→ **TEXT BLOCK**:
▬▬▬▬▬▬
Barack, You’re Lying, and I’m Calling You On It
By SusanUnPC on January 21, 2008 at 9:30 PM in Clinton, Obama, Ronald Reagan
A lie is a lie is a lie. You can’t rewrite what you said to fit whichever audience is in front of you. Especially when your original statement had the intent of 1) winning an endorsement from a conservative editorial board, and 2) trying to woo Republican voters to you.
You especially can’t rewrite what you originally said to make yourself again palatable to Democratic voters who are furious with 1) your expressed admiration for Ronald Reagan and 2) with your specious claim that the GOP has been the “party of ideas” for the last 10 to 15 years.
What he said tonight: Barack Obama lied in the CNN debate tonight. He told Hillary Clinton, in a heated exchange (I backed up my DVR and typed each word):
You just said I complimented the Republican ideas. That is not true. That isn’t what I said, and I will provide you with a quote, what I said was is that [sic] Ronald Reagan was a transformative political figure because he was able to get Democrats to vote against their economic interests to form a majority to push through their agenda, an agenda that I objected to because while I was working on those streets, watchin’ those folks …
What he really said: Here is exactly what Barack Obama told the conservative editorial board of the Reno Gazette, via Matt Stoller at Open Left — who provides both the video and a transcript:
I don’t want to present myself as some sort of singular figure. I think part of what’s different are the times. I do think that for example the 1980 was different. I think Ronald Reagan changed the trajectory of America in a way that Richard Nixon did not and in a way that Bill Clinton did not. He put us on a fundamentally different path because the country was ready for it. I think they felt like with all the excesses of the 1960s and 1970s and government had grown and grown but there wasn’t much sense of accountability in terms of how it was operating. I think people, he just tapped into what people were already feeling, which was we want clarity we want optimism, we want a return to that sense of dynamism and entrepreneurship that had been missing.
▬▬▬▬▬▬
→ **RECORD EXCERPTS**:
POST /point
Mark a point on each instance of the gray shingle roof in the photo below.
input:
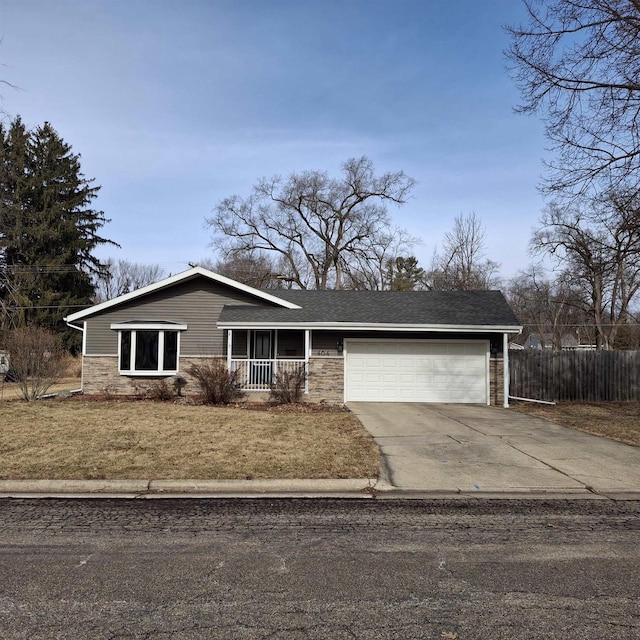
(468, 308)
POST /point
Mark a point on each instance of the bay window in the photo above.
(148, 348)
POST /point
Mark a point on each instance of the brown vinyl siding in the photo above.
(327, 340)
(196, 303)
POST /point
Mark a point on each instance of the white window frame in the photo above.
(161, 328)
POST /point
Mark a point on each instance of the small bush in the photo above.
(160, 390)
(36, 358)
(217, 384)
(288, 386)
(72, 366)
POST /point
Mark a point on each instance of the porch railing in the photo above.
(258, 375)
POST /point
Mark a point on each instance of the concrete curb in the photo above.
(354, 487)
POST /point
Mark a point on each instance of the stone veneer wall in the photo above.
(496, 382)
(100, 376)
(326, 380)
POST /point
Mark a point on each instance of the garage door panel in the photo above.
(416, 371)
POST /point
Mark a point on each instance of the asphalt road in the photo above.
(456, 570)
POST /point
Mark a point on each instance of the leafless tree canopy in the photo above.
(578, 62)
(462, 264)
(552, 308)
(597, 247)
(123, 277)
(253, 269)
(322, 232)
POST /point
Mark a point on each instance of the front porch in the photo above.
(258, 356)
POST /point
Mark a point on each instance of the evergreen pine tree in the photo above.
(48, 230)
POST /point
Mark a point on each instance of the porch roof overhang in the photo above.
(377, 326)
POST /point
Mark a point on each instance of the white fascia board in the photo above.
(156, 326)
(171, 280)
(333, 326)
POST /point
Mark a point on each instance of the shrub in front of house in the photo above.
(288, 386)
(217, 384)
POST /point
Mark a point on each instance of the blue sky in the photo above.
(176, 104)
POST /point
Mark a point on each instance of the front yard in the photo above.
(80, 439)
(616, 420)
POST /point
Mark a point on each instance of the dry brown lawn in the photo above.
(80, 439)
(616, 420)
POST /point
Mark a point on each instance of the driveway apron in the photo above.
(475, 448)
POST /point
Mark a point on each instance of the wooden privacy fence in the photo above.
(579, 376)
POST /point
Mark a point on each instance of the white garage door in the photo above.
(416, 371)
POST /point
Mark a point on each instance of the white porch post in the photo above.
(275, 352)
(505, 361)
(307, 350)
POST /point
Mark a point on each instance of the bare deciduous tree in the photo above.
(253, 269)
(123, 277)
(578, 62)
(552, 308)
(319, 229)
(597, 244)
(462, 264)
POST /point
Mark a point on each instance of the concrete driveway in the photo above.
(475, 448)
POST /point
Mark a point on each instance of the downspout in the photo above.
(505, 368)
(84, 335)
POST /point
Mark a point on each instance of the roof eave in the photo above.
(373, 326)
(171, 280)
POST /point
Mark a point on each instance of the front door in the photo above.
(261, 372)
(262, 345)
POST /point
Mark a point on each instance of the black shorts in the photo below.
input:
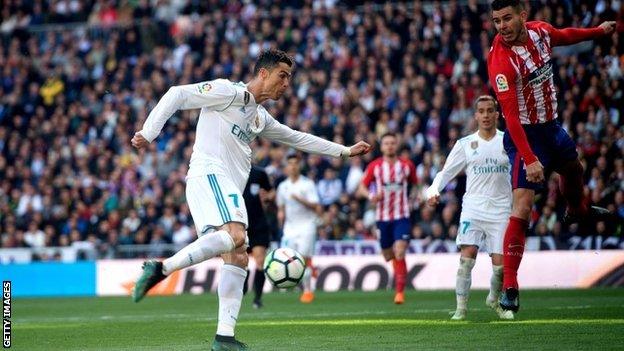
(258, 237)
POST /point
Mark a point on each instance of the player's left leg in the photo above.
(463, 280)
(258, 253)
(402, 230)
(230, 292)
(566, 163)
(306, 248)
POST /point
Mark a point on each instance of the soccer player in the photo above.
(521, 74)
(298, 208)
(231, 118)
(486, 204)
(258, 190)
(385, 183)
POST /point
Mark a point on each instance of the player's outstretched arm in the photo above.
(215, 95)
(569, 36)
(310, 143)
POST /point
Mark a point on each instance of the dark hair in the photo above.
(270, 59)
(387, 134)
(486, 98)
(501, 4)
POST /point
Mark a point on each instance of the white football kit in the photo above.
(220, 163)
(486, 205)
(299, 222)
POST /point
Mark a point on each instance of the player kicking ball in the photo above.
(486, 204)
(521, 73)
(231, 118)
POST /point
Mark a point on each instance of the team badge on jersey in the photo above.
(204, 88)
(501, 83)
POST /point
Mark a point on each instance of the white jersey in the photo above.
(488, 186)
(297, 216)
(228, 122)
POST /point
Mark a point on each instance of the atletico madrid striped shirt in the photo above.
(522, 77)
(391, 181)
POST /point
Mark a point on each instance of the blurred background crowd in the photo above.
(78, 78)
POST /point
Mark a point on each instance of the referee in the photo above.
(257, 191)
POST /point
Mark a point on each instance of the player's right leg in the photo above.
(230, 292)
(258, 253)
(513, 246)
(386, 241)
(493, 245)
(402, 233)
(209, 210)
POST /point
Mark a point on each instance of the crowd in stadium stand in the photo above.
(73, 94)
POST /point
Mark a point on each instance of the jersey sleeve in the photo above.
(279, 197)
(369, 175)
(569, 36)
(312, 193)
(503, 80)
(264, 181)
(455, 163)
(413, 179)
(301, 141)
(215, 95)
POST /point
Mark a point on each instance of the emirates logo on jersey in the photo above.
(501, 83)
(204, 88)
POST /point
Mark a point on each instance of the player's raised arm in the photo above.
(569, 36)
(455, 163)
(309, 143)
(215, 94)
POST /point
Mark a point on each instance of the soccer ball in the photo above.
(284, 267)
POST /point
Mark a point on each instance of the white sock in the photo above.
(307, 279)
(205, 247)
(464, 279)
(230, 291)
(496, 283)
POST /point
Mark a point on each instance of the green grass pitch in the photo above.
(548, 320)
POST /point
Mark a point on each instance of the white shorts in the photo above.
(301, 240)
(484, 234)
(214, 200)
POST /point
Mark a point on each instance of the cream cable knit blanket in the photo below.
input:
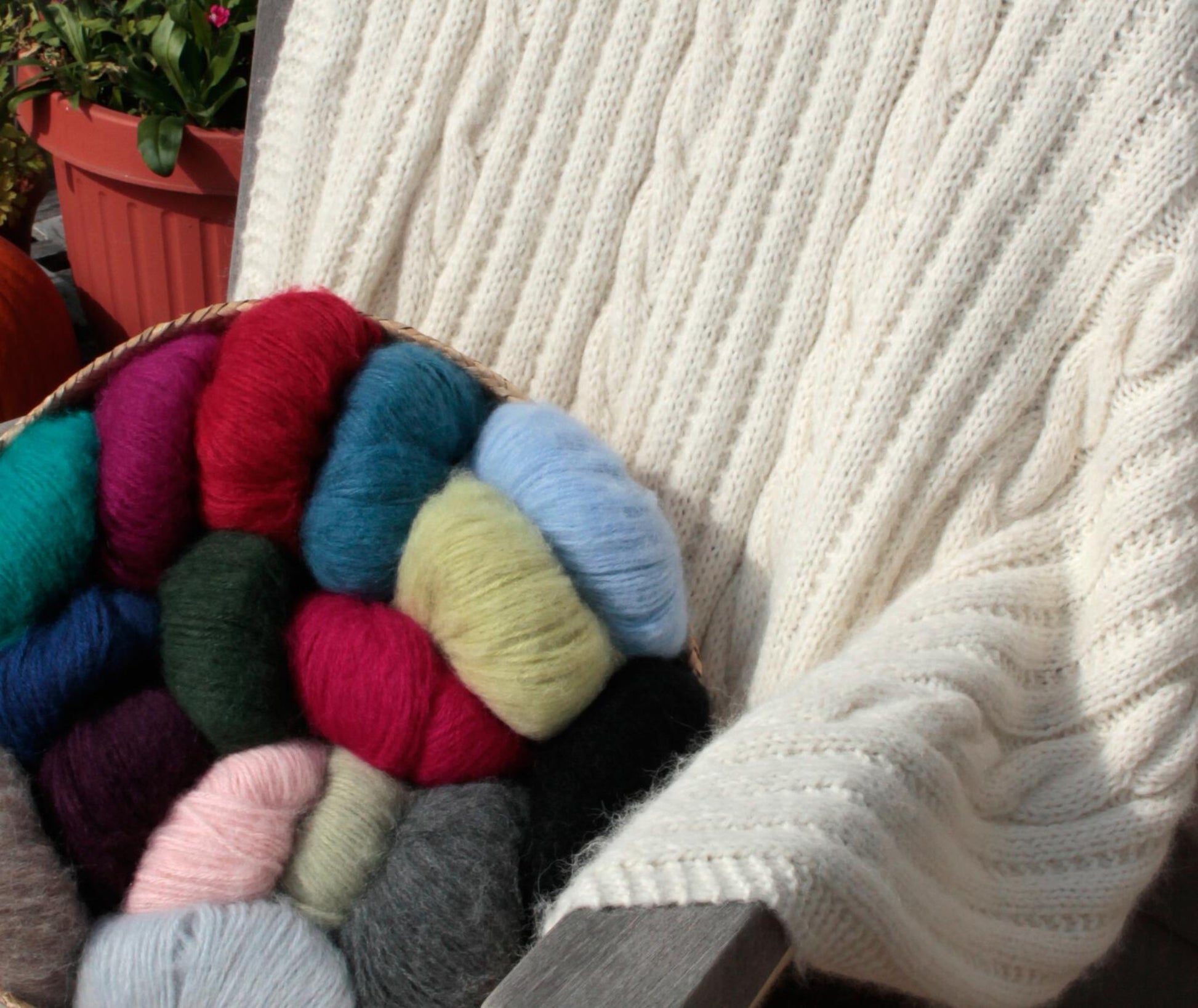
(895, 305)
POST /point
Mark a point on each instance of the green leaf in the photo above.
(158, 140)
(167, 46)
(151, 89)
(223, 59)
(70, 30)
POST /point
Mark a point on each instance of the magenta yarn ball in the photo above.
(147, 495)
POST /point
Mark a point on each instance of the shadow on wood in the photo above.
(682, 957)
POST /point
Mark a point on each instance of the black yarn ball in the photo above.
(651, 712)
(441, 923)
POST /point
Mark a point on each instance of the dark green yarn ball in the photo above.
(225, 608)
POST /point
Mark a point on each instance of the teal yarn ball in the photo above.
(259, 954)
(606, 529)
(411, 415)
(47, 515)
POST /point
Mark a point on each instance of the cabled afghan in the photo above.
(895, 306)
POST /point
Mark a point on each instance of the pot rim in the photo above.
(105, 142)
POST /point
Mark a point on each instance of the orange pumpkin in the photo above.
(38, 343)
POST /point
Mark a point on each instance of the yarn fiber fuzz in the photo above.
(147, 494)
(229, 838)
(343, 839)
(651, 714)
(488, 587)
(372, 680)
(241, 954)
(605, 528)
(42, 923)
(441, 922)
(264, 420)
(410, 416)
(101, 644)
(47, 515)
(111, 780)
(225, 607)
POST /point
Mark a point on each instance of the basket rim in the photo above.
(87, 381)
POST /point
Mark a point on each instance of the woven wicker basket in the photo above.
(82, 386)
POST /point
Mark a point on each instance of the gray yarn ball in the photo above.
(42, 922)
(259, 954)
(441, 922)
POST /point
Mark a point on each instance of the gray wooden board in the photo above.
(671, 957)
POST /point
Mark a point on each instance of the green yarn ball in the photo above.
(344, 839)
(47, 515)
(225, 607)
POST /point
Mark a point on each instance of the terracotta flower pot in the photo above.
(142, 247)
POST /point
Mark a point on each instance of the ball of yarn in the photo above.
(101, 642)
(263, 422)
(225, 607)
(441, 923)
(343, 839)
(605, 528)
(372, 680)
(42, 922)
(487, 585)
(47, 515)
(111, 780)
(229, 838)
(651, 714)
(147, 494)
(240, 954)
(410, 416)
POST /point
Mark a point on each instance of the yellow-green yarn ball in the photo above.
(482, 579)
(343, 839)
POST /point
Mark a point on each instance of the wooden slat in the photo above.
(672, 957)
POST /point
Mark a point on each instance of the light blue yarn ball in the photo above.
(605, 528)
(410, 417)
(259, 954)
(47, 515)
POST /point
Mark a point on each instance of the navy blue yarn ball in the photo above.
(410, 416)
(98, 644)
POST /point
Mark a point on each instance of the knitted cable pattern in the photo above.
(896, 307)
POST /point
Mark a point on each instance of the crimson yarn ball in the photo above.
(265, 419)
(111, 780)
(372, 680)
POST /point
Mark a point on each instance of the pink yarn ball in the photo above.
(230, 837)
(147, 493)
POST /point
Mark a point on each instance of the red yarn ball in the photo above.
(372, 680)
(264, 420)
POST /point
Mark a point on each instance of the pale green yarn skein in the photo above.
(343, 839)
(486, 584)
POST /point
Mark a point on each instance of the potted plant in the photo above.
(143, 105)
(23, 166)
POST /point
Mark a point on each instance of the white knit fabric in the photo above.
▬▬▬▬▬▬
→ **EXERCISE DIRECTIONS**: In the post about Obama and Reagan, whose editorial board heard Obama's original remarks about Reagan?

→ **TASK RESPONSE**: The conservative editorial board of the Reno Gazette.